-- PROBLEM --
Update everything from the start of the rows down through the line containing "396, 156, 455]]", replacing "round headlight" with "circular headlamp" and leaving all else unchanged. Leave the pictures out of your output.
----
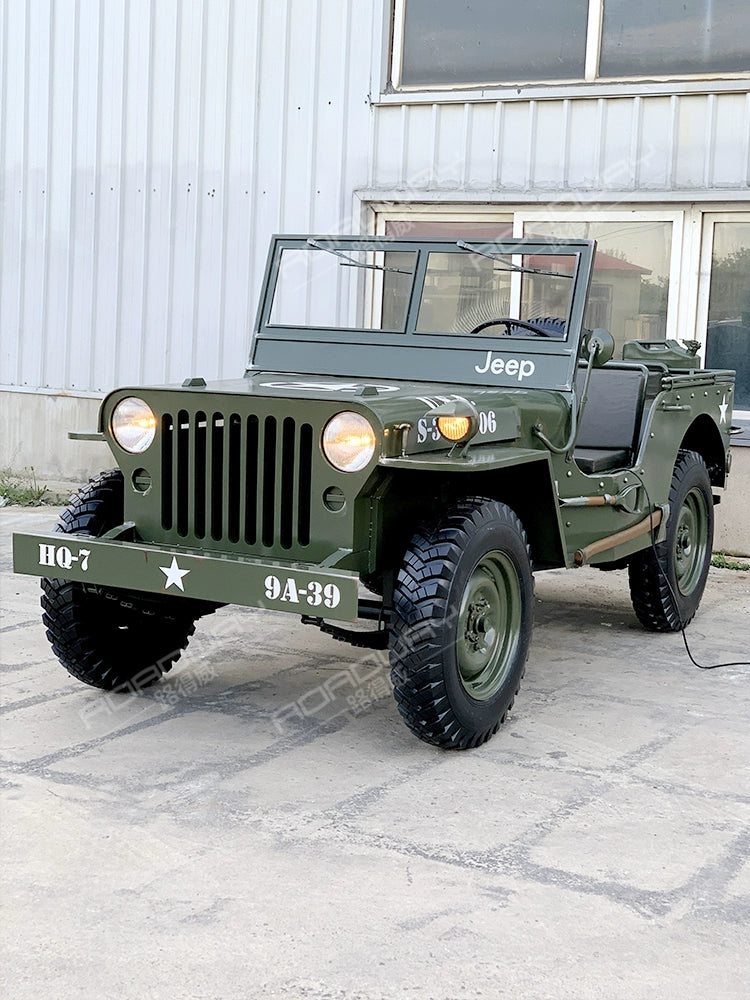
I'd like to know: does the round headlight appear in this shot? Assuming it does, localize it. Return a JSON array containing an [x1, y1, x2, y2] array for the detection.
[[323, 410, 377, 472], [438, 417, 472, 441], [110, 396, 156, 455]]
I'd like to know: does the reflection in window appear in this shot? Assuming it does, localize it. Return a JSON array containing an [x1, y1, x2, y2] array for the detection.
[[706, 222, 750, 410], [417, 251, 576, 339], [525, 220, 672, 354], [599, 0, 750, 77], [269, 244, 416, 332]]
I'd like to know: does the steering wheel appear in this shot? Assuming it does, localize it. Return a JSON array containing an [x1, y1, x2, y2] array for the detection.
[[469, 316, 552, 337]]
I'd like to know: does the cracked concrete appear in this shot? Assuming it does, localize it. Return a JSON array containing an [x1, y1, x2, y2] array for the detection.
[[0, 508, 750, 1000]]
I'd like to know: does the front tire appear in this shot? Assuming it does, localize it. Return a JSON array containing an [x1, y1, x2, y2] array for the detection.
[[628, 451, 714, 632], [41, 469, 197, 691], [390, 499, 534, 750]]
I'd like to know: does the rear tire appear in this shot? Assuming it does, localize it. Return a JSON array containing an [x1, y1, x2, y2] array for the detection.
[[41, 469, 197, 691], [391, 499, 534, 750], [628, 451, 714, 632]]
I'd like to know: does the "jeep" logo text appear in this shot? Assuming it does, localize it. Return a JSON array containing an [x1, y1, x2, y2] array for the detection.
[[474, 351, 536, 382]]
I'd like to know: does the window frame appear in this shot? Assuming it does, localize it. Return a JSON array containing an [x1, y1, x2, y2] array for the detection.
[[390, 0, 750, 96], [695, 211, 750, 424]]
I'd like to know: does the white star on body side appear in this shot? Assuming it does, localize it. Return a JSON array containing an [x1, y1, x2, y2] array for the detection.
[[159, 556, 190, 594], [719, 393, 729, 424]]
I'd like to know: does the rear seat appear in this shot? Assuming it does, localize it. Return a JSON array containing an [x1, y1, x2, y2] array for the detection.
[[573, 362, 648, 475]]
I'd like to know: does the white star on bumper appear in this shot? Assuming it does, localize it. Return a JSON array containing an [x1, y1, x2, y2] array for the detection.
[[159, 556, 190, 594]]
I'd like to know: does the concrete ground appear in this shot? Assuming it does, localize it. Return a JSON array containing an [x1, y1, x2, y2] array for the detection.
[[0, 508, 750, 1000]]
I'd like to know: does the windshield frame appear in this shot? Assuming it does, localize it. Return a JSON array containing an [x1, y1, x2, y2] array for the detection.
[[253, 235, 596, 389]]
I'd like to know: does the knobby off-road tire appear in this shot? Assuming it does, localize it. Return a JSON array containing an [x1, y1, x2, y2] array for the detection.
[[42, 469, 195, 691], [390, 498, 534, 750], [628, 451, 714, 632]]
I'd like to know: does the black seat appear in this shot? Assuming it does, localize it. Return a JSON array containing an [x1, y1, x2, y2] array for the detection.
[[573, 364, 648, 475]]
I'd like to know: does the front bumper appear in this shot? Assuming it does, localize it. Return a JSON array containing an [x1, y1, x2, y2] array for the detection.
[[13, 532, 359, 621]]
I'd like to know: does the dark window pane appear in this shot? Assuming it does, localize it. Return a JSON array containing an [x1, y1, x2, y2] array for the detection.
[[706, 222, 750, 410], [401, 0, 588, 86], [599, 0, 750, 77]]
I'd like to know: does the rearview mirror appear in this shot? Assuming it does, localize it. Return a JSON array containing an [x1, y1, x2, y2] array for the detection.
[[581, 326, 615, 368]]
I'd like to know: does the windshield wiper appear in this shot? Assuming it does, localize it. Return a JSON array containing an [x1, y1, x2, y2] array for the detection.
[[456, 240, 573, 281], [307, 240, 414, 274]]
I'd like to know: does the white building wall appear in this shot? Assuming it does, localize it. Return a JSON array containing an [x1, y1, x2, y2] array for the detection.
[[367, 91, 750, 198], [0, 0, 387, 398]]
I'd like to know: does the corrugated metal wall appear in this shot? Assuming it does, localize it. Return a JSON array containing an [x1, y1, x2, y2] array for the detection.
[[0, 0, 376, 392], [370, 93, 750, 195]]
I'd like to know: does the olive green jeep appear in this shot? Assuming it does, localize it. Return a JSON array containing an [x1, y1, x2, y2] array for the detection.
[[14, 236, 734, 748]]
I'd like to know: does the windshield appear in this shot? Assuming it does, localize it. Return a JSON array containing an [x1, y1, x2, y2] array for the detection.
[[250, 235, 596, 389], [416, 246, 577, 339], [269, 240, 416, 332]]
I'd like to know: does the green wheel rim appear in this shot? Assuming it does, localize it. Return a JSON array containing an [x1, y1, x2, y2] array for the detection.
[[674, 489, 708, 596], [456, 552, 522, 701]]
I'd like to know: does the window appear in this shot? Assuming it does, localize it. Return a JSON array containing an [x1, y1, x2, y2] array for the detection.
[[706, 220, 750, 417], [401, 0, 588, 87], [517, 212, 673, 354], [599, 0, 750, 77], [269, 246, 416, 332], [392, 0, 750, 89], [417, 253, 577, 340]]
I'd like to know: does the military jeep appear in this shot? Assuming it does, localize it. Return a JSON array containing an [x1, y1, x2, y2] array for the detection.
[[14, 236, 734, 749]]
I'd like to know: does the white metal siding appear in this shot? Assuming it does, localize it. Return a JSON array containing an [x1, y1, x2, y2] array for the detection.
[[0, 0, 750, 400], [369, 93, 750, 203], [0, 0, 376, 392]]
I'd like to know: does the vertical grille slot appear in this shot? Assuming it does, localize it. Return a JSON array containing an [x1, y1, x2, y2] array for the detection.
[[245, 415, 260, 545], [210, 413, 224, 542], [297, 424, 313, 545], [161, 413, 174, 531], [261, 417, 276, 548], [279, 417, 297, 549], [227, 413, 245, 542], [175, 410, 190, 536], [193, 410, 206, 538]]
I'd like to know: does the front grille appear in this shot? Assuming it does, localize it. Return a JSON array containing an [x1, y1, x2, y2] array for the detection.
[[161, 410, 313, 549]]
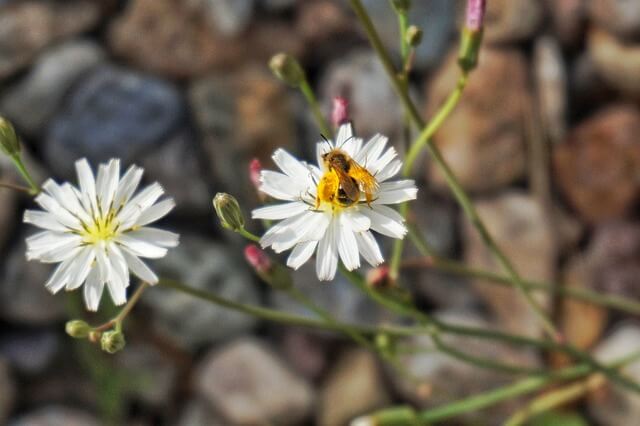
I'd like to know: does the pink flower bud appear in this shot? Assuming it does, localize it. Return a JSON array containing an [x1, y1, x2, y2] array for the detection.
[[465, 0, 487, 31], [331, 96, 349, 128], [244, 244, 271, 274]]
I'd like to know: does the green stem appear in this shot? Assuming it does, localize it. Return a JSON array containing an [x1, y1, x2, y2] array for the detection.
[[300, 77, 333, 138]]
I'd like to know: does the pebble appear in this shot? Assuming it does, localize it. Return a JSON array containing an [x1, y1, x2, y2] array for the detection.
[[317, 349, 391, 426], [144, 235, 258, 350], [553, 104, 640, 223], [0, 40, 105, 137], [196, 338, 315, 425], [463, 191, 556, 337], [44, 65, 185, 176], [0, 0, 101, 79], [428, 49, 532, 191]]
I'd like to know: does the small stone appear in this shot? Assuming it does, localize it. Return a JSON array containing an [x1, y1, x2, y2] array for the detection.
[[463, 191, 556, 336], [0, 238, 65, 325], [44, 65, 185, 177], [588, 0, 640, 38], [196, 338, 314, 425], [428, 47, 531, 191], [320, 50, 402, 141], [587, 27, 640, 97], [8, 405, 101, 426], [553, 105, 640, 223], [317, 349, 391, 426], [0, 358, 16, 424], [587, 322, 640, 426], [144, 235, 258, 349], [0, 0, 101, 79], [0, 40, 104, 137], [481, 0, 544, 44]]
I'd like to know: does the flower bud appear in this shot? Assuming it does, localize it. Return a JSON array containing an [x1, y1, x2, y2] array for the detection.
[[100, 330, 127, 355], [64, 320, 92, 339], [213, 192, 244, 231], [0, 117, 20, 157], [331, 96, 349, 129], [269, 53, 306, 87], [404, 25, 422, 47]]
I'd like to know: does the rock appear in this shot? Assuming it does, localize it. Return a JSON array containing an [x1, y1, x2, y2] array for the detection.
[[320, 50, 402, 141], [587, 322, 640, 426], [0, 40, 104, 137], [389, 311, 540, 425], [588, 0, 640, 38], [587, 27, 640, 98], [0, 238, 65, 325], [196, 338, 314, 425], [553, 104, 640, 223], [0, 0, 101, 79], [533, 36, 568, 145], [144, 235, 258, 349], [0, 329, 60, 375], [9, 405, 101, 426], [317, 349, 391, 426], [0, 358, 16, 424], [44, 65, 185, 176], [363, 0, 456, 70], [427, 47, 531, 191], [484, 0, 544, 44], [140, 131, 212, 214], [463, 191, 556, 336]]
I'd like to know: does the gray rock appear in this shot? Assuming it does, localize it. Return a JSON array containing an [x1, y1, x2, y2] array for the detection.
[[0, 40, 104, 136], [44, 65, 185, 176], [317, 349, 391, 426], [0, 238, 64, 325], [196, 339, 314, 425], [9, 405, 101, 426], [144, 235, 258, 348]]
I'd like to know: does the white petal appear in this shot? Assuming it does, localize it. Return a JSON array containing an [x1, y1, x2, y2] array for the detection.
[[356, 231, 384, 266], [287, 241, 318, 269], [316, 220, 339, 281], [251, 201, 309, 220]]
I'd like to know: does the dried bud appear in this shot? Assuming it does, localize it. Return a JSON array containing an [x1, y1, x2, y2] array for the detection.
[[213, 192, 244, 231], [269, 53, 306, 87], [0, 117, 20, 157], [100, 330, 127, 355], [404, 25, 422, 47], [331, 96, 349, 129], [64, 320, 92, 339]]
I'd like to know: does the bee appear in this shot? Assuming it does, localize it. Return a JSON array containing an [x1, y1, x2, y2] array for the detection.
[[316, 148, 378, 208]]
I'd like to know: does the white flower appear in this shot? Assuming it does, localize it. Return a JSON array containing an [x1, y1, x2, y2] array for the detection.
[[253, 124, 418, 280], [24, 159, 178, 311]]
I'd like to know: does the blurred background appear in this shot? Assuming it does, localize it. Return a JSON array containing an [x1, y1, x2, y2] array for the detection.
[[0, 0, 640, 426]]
----
-- RESPONSE TO THIS TASK --
I'd like to know: does the circular headlamp appear in this shot? Assuming it does, localize it. Return a JSON array containing an [x1, y1, x2, y2] array for the detection.
[[323, 410, 377, 472], [438, 417, 472, 441], [110, 396, 156, 455]]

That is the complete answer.